■ REQUIREMENTS
Copy out the entries from the line with "Spot shoulder patch." to the line with "[231,0,281,52]", changing "balcony" to "terrace" and leaving everything else as it is.

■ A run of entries
--

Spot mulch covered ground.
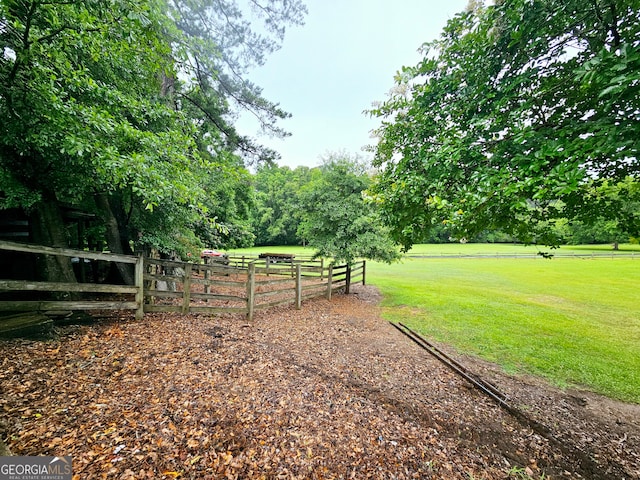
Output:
[0,287,640,479]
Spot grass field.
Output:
[228,244,640,403]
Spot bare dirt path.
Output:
[0,287,640,480]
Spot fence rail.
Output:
[0,240,144,319]
[0,241,365,320]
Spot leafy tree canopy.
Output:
[298,154,399,264]
[0,0,305,262]
[370,0,640,248]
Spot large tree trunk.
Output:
[95,193,135,285]
[30,199,77,283]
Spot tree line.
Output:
[0,0,640,281]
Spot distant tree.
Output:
[253,165,312,245]
[567,177,640,250]
[299,154,399,264]
[0,0,305,282]
[371,0,640,248]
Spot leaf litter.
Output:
[0,286,640,479]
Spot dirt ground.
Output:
[0,287,640,480]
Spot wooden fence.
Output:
[0,241,144,319]
[0,241,366,320]
[144,258,366,320]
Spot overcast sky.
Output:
[238,0,468,167]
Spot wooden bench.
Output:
[258,253,295,263]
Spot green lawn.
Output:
[229,244,640,403]
[367,253,640,403]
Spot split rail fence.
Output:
[0,241,366,320]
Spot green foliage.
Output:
[253,165,312,245]
[0,0,305,253]
[299,156,399,264]
[370,0,640,248]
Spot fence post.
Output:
[134,254,144,320]
[344,264,351,295]
[247,263,256,322]
[182,263,191,314]
[204,257,211,302]
[362,260,367,285]
[296,263,302,310]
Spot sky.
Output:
[237,0,468,168]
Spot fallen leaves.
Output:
[0,286,637,479]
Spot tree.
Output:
[0,0,200,280]
[299,154,399,264]
[0,0,304,281]
[568,177,640,250]
[253,165,313,245]
[370,0,640,249]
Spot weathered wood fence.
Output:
[144,257,366,320]
[0,241,366,320]
[0,241,143,319]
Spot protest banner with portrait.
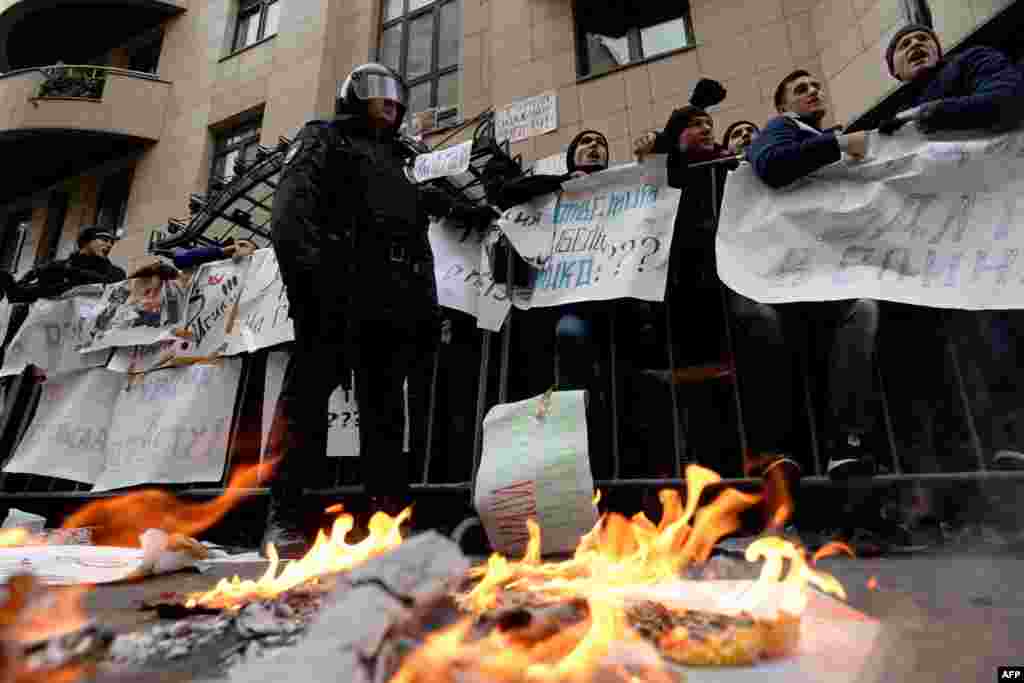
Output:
[499,157,680,308]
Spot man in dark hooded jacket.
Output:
[879,24,1024,469]
[263,63,490,554]
[4,225,127,303]
[879,24,1024,133]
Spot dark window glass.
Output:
[437,2,462,69]
[575,0,692,76]
[211,120,261,187]
[232,0,281,50]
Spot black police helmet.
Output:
[335,62,409,122]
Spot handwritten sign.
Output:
[262,351,359,458]
[430,216,512,332]
[413,140,473,182]
[495,91,558,142]
[473,391,597,554]
[93,357,242,490]
[716,126,1024,309]
[4,368,127,483]
[0,290,111,377]
[500,158,679,308]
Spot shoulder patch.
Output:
[285,137,306,166]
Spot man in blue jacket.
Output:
[741,70,879,479]
[879,24,1024,481]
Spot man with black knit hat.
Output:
[635,79,801,531]
[722,121,761,155]
[879,24,1024,133]
[263,63,492,556]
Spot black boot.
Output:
[259,493,313,559]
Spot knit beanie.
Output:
[565,130,611,173]
[886,24,942,78]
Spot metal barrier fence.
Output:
[0,163,1024,516]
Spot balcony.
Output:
[0,0,185,71]
[0,66,171,203]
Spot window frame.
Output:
[207,116,263,191]
[230,0,284,54]
[572,0,696,79]
[376,0,463,120]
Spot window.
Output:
[210,119,262,189]
[575,0,693,76]
[93,168,132,229]
[377,0,462,125]
[0,211,32,272]
[231,0,281,52]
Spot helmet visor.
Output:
[352,74,408,106]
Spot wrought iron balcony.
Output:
[0,0,185,72]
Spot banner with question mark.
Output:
[499,157,680,308]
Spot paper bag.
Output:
[473,391,597,557]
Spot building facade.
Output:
[0,0,1019,272]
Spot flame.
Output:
[811,541,857,564]
[390,599,676,683]
[0,527,32,548]
[62,465,266,547]
[185,506,409,609]
[391,465,846,683]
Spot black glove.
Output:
[879,117,909,135]
[690,78,726,110]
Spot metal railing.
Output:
[0,158,1024,518]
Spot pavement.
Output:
[77,546,1024,683]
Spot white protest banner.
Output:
[79,275,188,351]
[0,288,111,377]
[430,220,512,332]
[532,152,569,175]
[4,368,127,483]
[93,357,242,490]
[259,351,291,456]
[327,378,362,458]
[495,91,558,142]
[501,157,679,308]
[413,140,473,182]
[473,391,597,555]
[226,249,295,354]
[261,351,359,458]
[498,194,559,268]
[716,125,1024,309]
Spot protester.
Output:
[164,239,256,270]
[737,70,925,551]
[484,130,611,475]
[722,121,761,155]
[879,24,1024,133]
[264,63,493,554]
[0,225,127,303]
[636,81,801,530]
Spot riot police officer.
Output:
[262,63,490,555]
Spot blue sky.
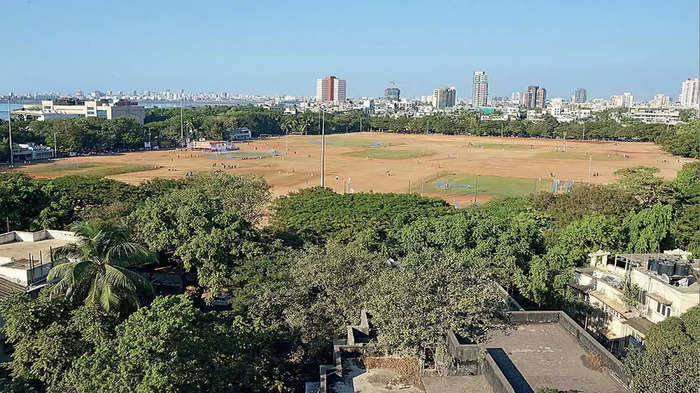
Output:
[0,0,698,99]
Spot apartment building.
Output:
[679,78,700,108]
[12,98,146,125]
[626,108,681,125]
[316,75,347,102]
[433,87,457,109]
[570,250,700,352]
[472,71,489,108]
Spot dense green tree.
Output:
[46,221,155,311]
[532,185,639,227]
[368,250,504,354]
[624,204,673,253]
[0,294,118,392]
[270,187,451,249]
[0,172,50,232]
[56,296,291,393]
[253,241,387,358]
[555,214,627,266]
[671,162,700,257]
[615,166,674,207]
[397,204,544,289]
[129,187,264,295]
[522,247,575,308]
[184,172,270,223]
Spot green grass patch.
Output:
[536,151,625,161]
[343,149,433,160]
[411,173,552,197]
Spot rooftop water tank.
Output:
[675,263,690,277]
[649,259,659,273]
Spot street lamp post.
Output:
[7,96,15,167]
[321,108,326,188]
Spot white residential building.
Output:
[679,78,700,108]
[316,75,347,102]
[472,71,489,108]
[626,107,681,125]
[12,98,146,125]
[610,93,634,108]
[571,250,700,352]
[433,87,457,109]
[649,94,671,108]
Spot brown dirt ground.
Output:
[16,132,689,202]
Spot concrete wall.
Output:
[0,232,16,244]
[511,311,630,385]
[0,265,29,285]
[44,229,78,241]
[481,353,515,393]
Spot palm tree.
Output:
[47,220,156,311]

--

■ FULL SOLUTION
Spot shoulder patch.
Output:
[285,137,306,166]
Spot man in blue jacket.
Output:
[741,70,879,479]
[879,24,1024,481]
Spot man with black knit hat.
Output:
[635,79,801,531]
[722,121,761,155]
[879,24,1024,133]
[263,63,492,556]
Spot black boot.
Output:
[259,493,313,559]
Spot knit beanie.
Output:
[565,130,611,173]
[886,24,942,78]
Spot metal barrier fence.
Output:
[0,163,1024,516]
Spot terrace.
Output:
[0,0,185,71]
[0,66,171,203]
Spot window frame.
Output:
[207,116,263,191]
[230,0,284,54]
[572,0,696,79]
[376,0,463,120]
Spot window.
Output:
[210,119,262,189]
[575,0,693,76]
[93,168,132,229]
[377,0,462,125]
[0,211,32,272]
[231,0,281,52]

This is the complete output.